Begin TEXT PASSAGE

Unioning Layers Together

Through the union method, it is now possible to union together an arbitrary number of either RasterLayers or TiledRasterLayers.

# Layers to be unioned together
layers = [raster_layer_1, raster_layer_2, raster_layer_3]

unioned_layers = gps.union(layers)

Getting Point Values From a Layer

By using the get_point_values method, one can retrieve data points that falls on or near a given point.

from shapely.geometry import Point

# The points we'd like to collect data at
p1 = Point(0, 0)
p2 = Point(1, 1)
p3 = Point(10, 10)

# The tiled layer which will be queried
tiled_layer = ...

tiled_layer.get_point_values([p1, p2, p3])

The above code will return a [(Point, [float])] where each point given will be paired with all of the values it covers (one for each band of the Tile).

It is also possible to pass in a dict to get_point_values.

labeled_points = {'p1': p1, 'p2': p2, 'p3': p3}

tiled_layer.get_point_values(labeled_points)

End TEXT PASSAGE
Begin DATA

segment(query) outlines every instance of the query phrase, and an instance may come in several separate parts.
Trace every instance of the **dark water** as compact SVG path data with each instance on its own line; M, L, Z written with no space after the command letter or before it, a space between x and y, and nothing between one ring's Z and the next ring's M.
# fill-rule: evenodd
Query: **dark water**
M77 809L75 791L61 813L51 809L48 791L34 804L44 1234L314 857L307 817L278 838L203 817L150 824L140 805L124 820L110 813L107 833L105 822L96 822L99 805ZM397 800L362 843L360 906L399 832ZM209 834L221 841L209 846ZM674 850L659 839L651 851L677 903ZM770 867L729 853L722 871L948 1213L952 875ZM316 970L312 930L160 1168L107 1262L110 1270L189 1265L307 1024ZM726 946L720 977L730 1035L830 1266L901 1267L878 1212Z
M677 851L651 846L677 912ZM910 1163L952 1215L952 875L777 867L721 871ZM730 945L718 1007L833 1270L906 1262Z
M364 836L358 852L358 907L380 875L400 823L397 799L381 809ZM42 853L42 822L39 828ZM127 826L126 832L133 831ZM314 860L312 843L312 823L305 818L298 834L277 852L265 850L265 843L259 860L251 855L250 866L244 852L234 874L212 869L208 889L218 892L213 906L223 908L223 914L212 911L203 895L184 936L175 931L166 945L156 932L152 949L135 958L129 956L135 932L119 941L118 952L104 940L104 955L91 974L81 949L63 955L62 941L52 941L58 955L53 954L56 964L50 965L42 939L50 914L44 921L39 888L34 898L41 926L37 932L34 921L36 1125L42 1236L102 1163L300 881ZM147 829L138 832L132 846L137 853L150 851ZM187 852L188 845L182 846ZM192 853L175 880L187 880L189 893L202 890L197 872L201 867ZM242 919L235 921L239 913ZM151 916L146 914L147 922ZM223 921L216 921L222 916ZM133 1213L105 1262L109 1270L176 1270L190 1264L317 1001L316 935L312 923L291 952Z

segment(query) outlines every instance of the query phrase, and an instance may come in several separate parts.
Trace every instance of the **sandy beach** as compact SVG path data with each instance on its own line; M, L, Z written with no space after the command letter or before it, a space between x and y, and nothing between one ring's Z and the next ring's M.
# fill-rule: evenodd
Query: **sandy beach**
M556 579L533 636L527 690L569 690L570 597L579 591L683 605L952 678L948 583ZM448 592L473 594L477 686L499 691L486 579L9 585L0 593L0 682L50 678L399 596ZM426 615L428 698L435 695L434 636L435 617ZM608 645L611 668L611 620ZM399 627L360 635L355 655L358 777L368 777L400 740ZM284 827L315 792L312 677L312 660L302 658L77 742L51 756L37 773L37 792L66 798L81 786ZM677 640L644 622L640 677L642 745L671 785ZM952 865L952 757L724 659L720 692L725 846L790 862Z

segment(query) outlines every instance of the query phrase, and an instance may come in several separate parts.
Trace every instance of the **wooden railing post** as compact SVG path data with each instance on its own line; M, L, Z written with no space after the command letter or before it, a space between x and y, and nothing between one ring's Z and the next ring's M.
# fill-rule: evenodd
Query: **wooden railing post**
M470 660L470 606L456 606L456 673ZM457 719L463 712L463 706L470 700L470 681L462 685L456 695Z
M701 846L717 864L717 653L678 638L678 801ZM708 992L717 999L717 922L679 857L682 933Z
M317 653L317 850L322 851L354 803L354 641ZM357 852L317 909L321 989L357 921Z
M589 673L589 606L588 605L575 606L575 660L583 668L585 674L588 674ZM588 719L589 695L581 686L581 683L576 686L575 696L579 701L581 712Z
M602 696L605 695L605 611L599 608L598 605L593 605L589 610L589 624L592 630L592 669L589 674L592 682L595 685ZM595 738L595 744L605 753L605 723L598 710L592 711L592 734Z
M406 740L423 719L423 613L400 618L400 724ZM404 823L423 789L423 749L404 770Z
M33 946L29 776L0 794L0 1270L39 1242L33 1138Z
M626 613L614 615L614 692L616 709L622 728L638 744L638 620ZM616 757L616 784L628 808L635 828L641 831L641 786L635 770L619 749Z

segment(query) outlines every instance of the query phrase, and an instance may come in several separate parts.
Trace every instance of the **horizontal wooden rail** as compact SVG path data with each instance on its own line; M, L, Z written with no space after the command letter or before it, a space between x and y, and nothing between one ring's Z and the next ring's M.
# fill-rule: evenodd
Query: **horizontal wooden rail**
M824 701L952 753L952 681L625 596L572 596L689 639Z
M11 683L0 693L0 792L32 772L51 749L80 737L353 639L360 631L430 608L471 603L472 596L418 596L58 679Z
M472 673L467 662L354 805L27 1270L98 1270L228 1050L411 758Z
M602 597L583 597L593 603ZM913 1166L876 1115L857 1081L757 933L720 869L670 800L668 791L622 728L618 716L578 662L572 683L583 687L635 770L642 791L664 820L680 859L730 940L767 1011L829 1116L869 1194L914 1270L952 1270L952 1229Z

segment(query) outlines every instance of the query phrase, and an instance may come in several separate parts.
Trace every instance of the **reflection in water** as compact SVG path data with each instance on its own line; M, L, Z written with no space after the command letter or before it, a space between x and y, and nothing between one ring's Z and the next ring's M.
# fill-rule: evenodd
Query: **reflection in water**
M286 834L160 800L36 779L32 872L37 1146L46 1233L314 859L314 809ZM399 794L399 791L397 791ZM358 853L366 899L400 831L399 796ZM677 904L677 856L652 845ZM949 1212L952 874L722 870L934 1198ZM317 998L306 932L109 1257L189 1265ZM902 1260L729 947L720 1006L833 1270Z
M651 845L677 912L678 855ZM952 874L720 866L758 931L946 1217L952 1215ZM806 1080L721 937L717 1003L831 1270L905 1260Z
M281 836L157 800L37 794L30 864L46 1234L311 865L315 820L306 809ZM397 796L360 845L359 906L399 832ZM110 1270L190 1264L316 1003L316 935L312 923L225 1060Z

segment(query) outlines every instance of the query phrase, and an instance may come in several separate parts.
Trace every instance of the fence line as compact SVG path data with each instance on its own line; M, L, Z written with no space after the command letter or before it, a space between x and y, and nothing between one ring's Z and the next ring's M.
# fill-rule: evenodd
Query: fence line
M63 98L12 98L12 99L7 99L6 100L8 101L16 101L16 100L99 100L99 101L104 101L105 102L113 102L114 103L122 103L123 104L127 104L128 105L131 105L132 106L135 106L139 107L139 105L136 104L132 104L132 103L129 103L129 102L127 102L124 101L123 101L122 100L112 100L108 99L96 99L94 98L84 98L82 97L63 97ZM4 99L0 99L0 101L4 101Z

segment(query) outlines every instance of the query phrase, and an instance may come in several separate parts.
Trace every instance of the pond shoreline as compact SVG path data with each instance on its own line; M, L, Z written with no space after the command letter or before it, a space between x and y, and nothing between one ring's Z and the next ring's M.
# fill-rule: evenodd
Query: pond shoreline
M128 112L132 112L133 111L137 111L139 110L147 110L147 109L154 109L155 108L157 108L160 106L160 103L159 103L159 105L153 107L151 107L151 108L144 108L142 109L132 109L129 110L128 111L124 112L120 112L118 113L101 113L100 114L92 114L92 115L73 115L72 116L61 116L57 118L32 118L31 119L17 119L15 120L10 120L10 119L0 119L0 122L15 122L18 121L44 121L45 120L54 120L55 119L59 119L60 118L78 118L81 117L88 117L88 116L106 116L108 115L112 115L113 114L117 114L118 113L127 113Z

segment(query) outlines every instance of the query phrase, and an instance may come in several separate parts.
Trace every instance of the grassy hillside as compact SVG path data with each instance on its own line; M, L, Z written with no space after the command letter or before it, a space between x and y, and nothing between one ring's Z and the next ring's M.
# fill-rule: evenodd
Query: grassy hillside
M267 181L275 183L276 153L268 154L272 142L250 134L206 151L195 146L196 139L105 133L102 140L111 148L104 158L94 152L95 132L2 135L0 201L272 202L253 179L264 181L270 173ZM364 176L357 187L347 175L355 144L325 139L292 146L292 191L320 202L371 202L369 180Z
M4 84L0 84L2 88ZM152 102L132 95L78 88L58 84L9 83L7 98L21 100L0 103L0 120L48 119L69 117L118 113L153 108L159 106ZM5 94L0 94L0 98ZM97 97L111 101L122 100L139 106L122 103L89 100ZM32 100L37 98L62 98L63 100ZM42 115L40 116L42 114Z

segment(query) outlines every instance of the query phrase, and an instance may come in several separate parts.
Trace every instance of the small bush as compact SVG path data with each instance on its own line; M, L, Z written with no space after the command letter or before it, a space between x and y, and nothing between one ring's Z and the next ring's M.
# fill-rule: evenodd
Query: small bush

End DATA

WHAT IS NEEDED: Restate word for word the part of the raster layers passage starting with "Unioning Layers Together" and going on through "unioned_layers = gps.union(layers)".

FINAL RESULT:
Unioning Layers Together

Through the union method, it is now possible to union together an arbitrary number of either RasterLayers or TiledRasterLayers.

# Layers to be unioned together
layers = [raster_layer_1, raster_layer_2, raster_layer_3]

unioned_layers = gps.union(layers)